DIRECTIONS FOR THIS TASK
Starting at the line that contains "find | cascading water", print each line exactly through the end of the listing. Skip any pictures and add nothing.

[EXCERPTED DATA Boundary: Start]

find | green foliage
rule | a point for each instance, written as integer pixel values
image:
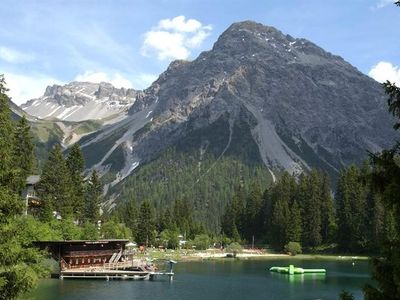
(93, 198)
(351, 199)
(19, 264)
(201, 242)
(146, 224)
(23, 149)
(169, 238)
(234, 248)
(76, 163)
(55, 186)
(293, 248)
(114, 230)
(345, 295)
(206, 179)
(90, 232)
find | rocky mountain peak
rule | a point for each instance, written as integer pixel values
(77, 101)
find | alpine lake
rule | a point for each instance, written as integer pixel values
(223, 279)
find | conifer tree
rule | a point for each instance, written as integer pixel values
(23, 148)
(8, 174)
(146, 224)
(252, 213)
(311, 210)
(76, 163)
(55, 186)
(328, 222)
(385, 179)
(19, 265)
(93, 198)
(351, 199)
(295, 227)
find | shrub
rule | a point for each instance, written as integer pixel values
(293, 248)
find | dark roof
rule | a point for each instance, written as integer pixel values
(33, 179)
(81, 242)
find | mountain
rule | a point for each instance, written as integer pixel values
(258, 103)
(79, 101)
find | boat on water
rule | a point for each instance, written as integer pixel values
(292, 270)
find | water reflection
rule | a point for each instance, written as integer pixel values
(299, 278)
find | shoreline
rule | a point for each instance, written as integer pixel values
(215, 255)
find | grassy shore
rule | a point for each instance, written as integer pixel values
(213, 254)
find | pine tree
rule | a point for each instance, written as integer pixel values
(23, 148)
(311, 208)
(385, 179)
(55, 186)
(19, 265)
(295, 227)
(8, 174)
(76, 163)
(93, 198)
(328, 222)
(282, 194)
(253, 222)
(351, 199)
(146, 224)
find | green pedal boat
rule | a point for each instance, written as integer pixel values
(291, 270)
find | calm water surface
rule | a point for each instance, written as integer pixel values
(230, 279)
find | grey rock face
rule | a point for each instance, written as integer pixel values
(305, 107)
(79, 101)
(300, 95)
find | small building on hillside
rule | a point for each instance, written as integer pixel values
(29, 194)
(85, 253)
(106, 259)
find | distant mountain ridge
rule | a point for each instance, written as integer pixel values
(257, 99)
(78, 101)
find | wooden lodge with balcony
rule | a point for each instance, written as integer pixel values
(107, 259)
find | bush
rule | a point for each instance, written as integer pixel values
(201, 241)
(234, 248)
(344, 295)
(293, 248)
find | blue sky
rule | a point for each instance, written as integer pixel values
(129, 43)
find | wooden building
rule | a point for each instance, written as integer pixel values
(105, 259)
(84, 253)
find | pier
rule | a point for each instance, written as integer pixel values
(104, 259)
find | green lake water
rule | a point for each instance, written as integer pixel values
(228, 279)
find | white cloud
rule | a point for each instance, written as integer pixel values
(14, 56)
(174, 38)
(383, 71)
(115, 79)
(23, 87)
(383, 3)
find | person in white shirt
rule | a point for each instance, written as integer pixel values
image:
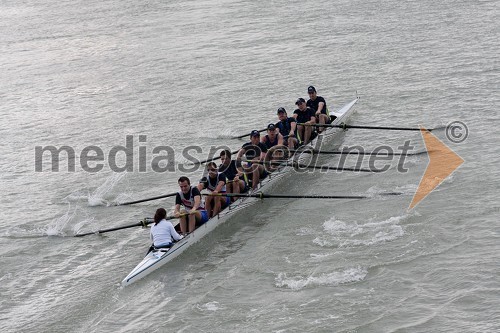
(163, 232)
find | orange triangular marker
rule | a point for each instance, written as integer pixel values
(442, 162)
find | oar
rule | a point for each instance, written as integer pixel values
(345, 126)
(143, 223)
(214, 158)
(244, 135)
(261, 195)
(354, 152)
(148, 199)
(303, 166)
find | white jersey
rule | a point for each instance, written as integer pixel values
(163, 232)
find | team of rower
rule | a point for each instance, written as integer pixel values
(237, 176)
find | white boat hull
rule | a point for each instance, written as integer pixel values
(156, 259)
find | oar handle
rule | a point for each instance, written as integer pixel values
(244, 135)
(303, 166)
(214, 158)
(148, 199)
(345, 126)
(143, 223)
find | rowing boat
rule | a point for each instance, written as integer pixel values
(159, 257)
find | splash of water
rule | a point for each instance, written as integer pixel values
(348, 275)
(101, 194)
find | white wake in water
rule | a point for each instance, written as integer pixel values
(348, 275)
(340, 234)
(102, 195)
(73, 220)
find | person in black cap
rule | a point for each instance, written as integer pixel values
(254, 151)
(304, 115)
(288, 128)
(272, 138)
(318, 104)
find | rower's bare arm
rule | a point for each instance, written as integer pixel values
(321, 105)
(177, 210)
(219, 186)
(197, 201)
(280, 139)
(240, 154)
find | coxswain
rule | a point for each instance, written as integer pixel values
(189, 197)
(235, 182)
(163, 233)
(254, 151)
(273, 137)
(304, 115)
(288, 128)
(214, 182)
(318, 105)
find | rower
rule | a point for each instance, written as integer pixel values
(254, 151)
(189, 197)
(304, 115)
(273, 137)
(214, 182)
(318, 105)
(288, 128)
(234, 179)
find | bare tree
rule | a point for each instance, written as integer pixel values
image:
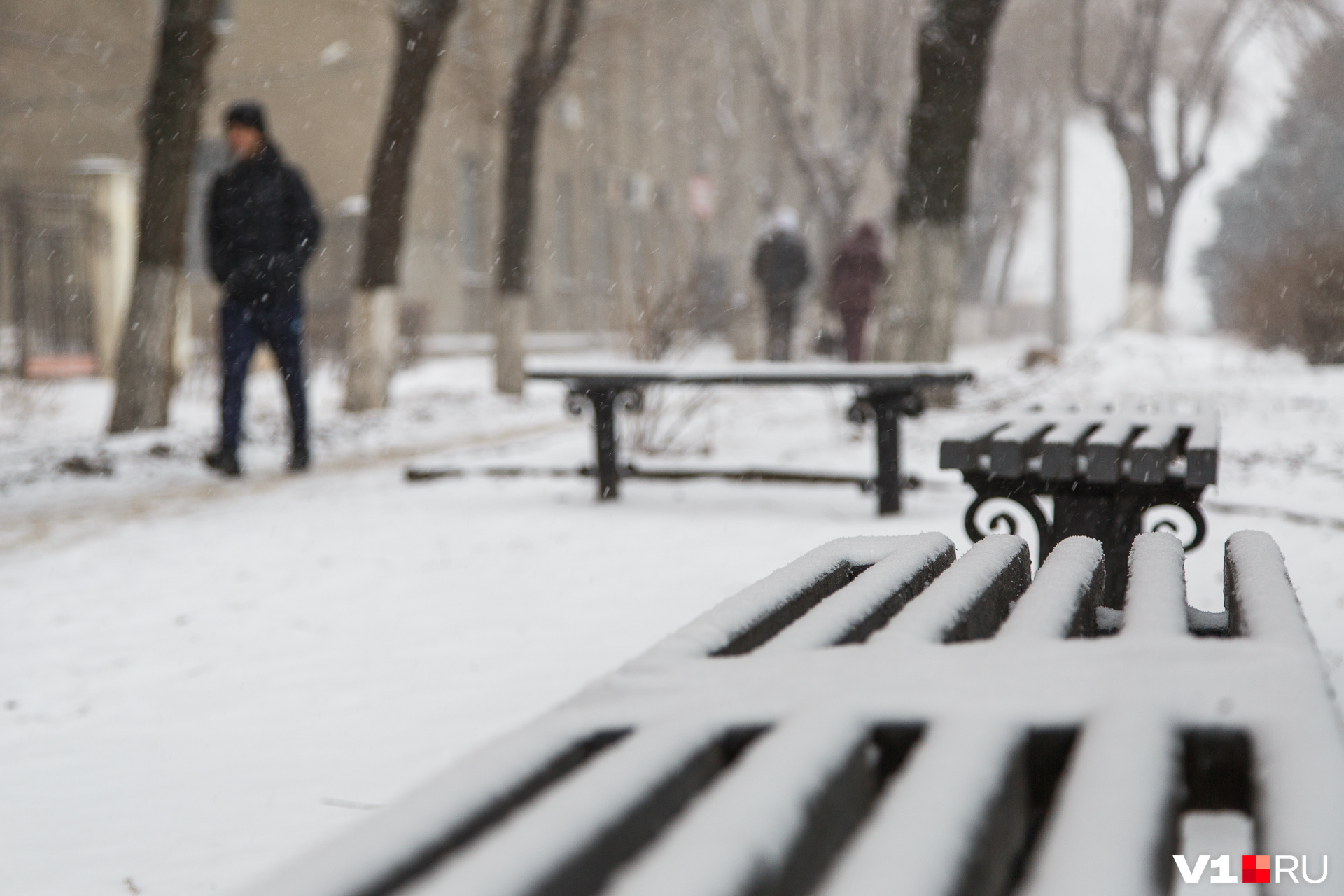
(1161, 101)
(550, 42)
(374, 327)
(171, 124)
(920, 309)
(832, 160)
(1018, 120)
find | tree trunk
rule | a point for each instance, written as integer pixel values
(536, 76)
(1059, 301)
(421, 27)
(1149, 241)
(171, 124)
(921, 305)
(515, 239)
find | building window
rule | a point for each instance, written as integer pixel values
(565, 232)
(223, 20)
(470, 211)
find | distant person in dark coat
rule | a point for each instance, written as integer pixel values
(855, 274)
(261, 232)
(781, 267)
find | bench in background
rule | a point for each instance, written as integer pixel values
(888, 391)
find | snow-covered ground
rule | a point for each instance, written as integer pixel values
(201, 678)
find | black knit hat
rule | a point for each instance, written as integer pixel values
(246, 112)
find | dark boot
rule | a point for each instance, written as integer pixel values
(299, 458)
(223, 460)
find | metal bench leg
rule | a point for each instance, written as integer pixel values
(886, 407)
(604, 426)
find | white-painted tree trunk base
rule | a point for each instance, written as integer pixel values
(371, 352)
(1144, 311)
(144, 360)
(510, 349)
(918, 305)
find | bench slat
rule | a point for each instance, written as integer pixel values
(1105, 448)
(1059, 450)
(1116, 811)
(743, 830)
(1202, 453)
(1152, 451)
(924, 830)
(1009, 448)
(528, 853)
(961, 451)
(853, 613)
(971, 599)
(1062, 602)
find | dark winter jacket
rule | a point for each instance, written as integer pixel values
(781, 265)
(261, 230)
(857, 272)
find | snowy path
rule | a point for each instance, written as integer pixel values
(195, 690)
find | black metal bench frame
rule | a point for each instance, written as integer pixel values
(1102, 477)
(888, 393)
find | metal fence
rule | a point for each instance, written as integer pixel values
(49, 232)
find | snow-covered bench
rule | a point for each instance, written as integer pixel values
(1104, 470)
(888, 391)
(876, 718)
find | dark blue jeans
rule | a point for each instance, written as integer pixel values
(281, 327)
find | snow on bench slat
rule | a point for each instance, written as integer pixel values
(738, 837)
(531, 846)
(1063, 598)
(793, 587)
(924, 830)
(447, 809)
(1259, 594)
(755, 372)
(666, 799)
(866, 603)
(1155, 598)
(971, 599)
(1112, 817)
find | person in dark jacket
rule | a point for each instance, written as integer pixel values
(261, 230)
(781, 267)
(855, 274)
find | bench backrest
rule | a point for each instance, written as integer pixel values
(878, 716)
(1147, 449)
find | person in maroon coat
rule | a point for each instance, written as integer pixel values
(857, 272)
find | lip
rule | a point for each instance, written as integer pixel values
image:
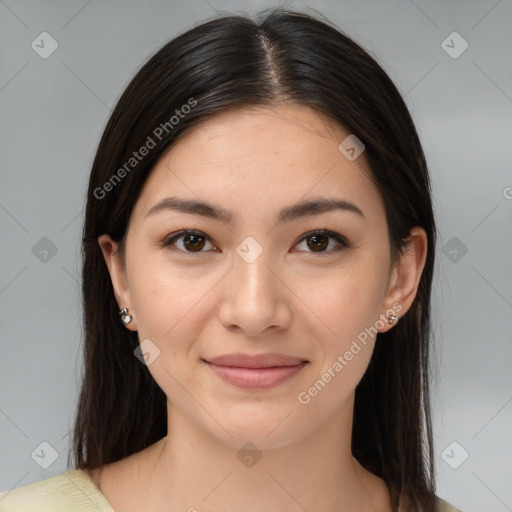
(261, 371)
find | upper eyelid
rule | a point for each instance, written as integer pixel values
(179, 234)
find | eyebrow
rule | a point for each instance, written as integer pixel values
(287, 214)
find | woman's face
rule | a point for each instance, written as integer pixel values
(252, 279)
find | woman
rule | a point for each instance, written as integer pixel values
(258, 251)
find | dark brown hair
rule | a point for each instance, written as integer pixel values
(234, 62)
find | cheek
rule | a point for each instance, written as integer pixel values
(167, 299)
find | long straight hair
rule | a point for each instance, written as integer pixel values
(234, 62)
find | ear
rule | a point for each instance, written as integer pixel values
(109, 248)
(405, 277)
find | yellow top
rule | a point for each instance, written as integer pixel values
(74, 491)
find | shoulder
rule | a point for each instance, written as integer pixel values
(444, 506)
(73, 490)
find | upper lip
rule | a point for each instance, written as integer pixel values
(255, 361)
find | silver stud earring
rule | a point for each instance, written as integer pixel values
(125, 317)
(392, 319)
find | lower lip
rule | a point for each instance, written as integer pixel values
(256, 378)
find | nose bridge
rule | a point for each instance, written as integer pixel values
(253, 280)
(253, 299)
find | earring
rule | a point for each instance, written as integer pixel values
(392, 318)
(125, 317)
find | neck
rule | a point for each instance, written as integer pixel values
(191, 471)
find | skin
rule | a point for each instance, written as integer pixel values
(292, 299)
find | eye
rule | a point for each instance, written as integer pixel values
(192, 241)
(318, 241)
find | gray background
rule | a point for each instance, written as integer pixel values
(53, 113)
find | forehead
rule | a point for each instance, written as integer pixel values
(258, 158)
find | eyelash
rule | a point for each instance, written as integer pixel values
(343, 244)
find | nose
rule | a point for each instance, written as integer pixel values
(255, 298)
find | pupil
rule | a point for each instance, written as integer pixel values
(192, 240)
(319, 244)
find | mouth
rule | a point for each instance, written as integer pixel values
(256, 372)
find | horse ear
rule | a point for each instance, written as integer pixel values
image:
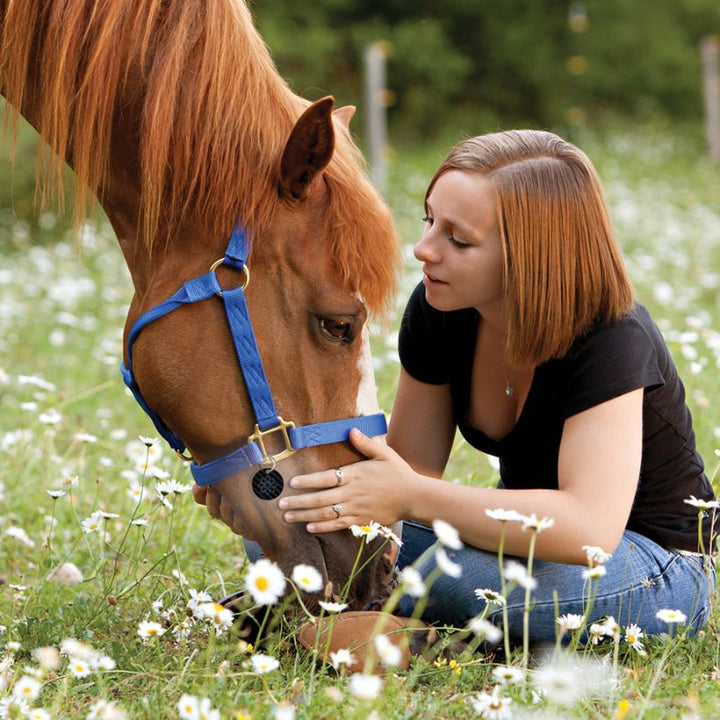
(308, 149)
(345, 114)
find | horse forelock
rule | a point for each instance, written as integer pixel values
(199, 92)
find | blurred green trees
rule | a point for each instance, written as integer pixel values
(499, 62)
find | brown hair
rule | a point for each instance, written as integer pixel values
(563, 268)
(203, 100)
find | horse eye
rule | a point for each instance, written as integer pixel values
(335, 329)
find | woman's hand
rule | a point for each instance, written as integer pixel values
(375, 489)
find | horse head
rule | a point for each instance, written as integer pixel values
(311, 325)
(175, 117)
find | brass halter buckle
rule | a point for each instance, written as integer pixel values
(245, 271)
(259, 435)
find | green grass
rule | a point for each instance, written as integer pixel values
(61, 315)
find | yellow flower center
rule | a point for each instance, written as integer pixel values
(262, 584)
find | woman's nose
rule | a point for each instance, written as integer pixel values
(424, 250)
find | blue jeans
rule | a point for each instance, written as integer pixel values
(641, 579)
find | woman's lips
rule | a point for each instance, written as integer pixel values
(430, 280)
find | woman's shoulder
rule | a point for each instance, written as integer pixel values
(635, 331)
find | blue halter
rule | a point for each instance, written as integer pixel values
(254, 453)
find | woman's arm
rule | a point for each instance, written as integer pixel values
(421, 425)
(598, 470)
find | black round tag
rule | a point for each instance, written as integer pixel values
(267, 484)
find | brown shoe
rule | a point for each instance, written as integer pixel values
(356, 630)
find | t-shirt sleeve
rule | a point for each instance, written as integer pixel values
(610, 361)
(422, 342)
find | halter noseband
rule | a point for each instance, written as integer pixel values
(254, 453)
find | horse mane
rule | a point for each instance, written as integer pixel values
(192, 85)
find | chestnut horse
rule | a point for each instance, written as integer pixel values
(172, 114)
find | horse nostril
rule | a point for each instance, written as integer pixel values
(267, 484)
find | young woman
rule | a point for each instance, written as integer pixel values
(525, 336)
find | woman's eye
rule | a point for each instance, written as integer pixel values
(457, 243)
(336, 330)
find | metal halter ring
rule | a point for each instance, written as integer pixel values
(245, 271)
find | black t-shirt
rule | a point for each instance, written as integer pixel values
(610, 360)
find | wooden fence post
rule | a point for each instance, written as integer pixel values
(375, 102)
(710, 57)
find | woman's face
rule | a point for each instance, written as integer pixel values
(460, 249)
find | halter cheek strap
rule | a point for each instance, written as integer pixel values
(268, 422)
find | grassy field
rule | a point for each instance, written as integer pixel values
(76, 494)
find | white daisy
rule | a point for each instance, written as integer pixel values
(702, 504)
(365, 687)
(505, 515)
(307, 578)
(633, 637)
(596, 555)
(38, 714)
(264, 663)
(491, 597)
(531, 522)
(570, 621)
(389, 653)
(671, 616)
(332, 606)
(484, 628)
(104, 710)
(79, 667)
(508, 675)
(369, 531)
(265, 582)
(594, 573)
(492, 705)
(92, 524)
(150, 630)
(342, 657)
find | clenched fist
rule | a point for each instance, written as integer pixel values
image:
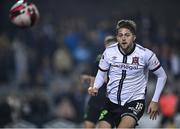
(92, 91)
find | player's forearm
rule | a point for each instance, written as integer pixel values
(100, 78)
(161, 80)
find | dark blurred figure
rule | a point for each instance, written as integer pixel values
(5, 113)
(6, 59)
(168, 108)
(37, 110)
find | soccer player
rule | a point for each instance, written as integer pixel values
(95, 103)
(128, 64)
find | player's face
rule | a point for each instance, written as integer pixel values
(126, 39)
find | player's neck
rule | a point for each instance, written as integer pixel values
(128, 50)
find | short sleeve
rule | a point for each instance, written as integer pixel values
(152, 61)
(104, 62)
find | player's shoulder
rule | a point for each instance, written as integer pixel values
(144, 49)
(112, 46)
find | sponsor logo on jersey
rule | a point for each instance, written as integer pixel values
(126, 66)
(135, 60)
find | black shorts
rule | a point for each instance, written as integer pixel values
(112, 113)
(92, 113)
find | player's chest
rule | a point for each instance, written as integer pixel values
(133, 63)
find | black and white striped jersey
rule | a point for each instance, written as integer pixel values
(127, 73)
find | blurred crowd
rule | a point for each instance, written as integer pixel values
(40, 67)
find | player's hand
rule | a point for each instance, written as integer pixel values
(92, 91)
(153, 110)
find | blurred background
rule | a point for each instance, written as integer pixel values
(40, 67)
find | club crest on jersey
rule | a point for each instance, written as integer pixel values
(135, 60)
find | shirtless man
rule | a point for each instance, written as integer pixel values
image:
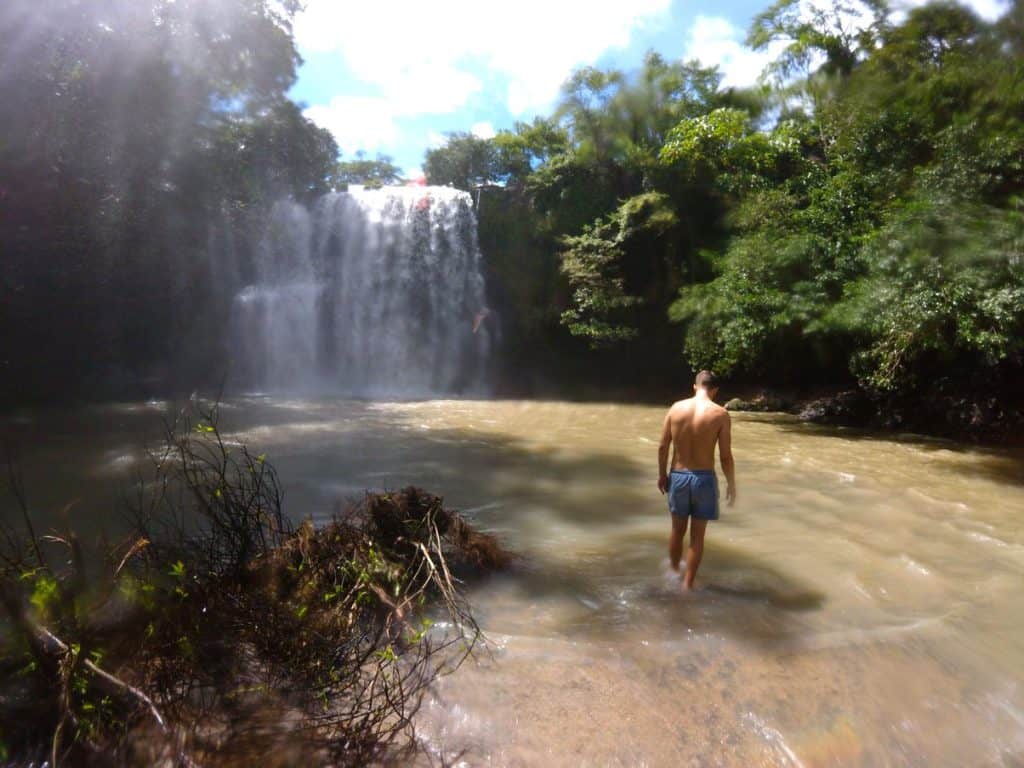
(692, 427)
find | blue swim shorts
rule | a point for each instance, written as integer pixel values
(693, 493)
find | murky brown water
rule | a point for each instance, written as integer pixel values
(862, 602)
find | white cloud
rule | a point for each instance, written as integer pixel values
(483, 129)
(419, 53)
(356, 122)
(987, 9)
(717, 42)
(435, 139)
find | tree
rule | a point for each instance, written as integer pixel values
(466, 161)
(372, 173)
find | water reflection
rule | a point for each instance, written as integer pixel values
(861, 603)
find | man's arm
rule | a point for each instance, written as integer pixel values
(725, 456)
(663, 453)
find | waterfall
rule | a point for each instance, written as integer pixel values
(371, 292)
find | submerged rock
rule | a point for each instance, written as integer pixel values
(763, 402)
(848, 409)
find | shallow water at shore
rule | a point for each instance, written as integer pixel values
(861, 604)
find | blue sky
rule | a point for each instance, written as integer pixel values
(393, 76)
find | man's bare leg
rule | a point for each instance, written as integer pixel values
(676, 541)
(695, 552)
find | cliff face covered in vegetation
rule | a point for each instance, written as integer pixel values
(139, 141)
(855, 221)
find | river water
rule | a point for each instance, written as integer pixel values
(860, 605)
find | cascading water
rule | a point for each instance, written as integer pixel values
(374, 293)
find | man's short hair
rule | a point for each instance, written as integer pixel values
(707, 380)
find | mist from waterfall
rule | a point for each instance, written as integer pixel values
(373, 293)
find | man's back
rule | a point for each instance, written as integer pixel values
(695, 425)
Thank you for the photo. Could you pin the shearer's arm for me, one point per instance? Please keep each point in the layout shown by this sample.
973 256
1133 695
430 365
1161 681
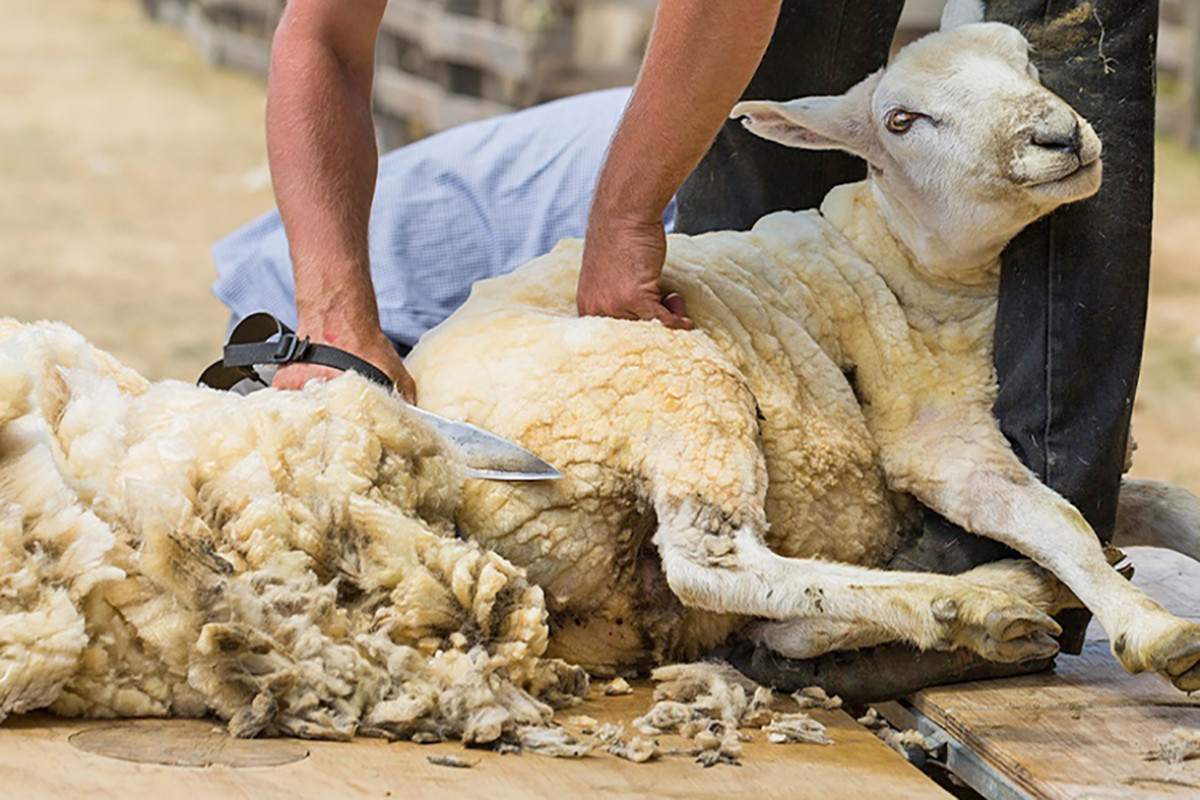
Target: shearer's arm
700 59
322 149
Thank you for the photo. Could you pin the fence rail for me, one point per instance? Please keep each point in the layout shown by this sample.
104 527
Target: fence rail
442 62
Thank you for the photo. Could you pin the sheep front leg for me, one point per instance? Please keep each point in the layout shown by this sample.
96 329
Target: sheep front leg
987 491
719 561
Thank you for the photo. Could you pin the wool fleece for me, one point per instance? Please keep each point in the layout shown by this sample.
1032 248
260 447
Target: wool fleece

[EXCERPTED DATA Boundary: End]

PROBLEM SOLUTION
find | cascading water
rule | a point for each instance, written as integer pixel values
(374, 293)
find | man's short hair
rule | a point for each instance, written as integer pixel values
(707, 380)
find | mist from waterfall
rule | a point for each instance, written as integer pixel values
(373, 293)
find | man's back
rule | a point for each instance, written as integer pixel values
(695, 425)
Thank you for the photo. Could you pin the shearer's arm for me, one point per instance? Please keep each point in the layout shown by this sample.
973 256
1133 695
430 365
1161 681
Target: shearer's arm
700 59
322 149
Thank you for the photo. Could you pin the fence rail for me, one point per instance? Please keep each point in the layout shown by this sample.
104 527
Target: fence rail
442 62
Thank you for the photo. Could you pin the sheep front leg for me, one point per instance? Please keep each point in the layout shown by this sample.
96 329
Target: sheep front leg
987 491
719 561
Thank you for the photo. Could you pin the wool fleece for me, one point per instance? Please keep each point in the layout shown by this sample.
1032 248
260 447
Target: wool fleece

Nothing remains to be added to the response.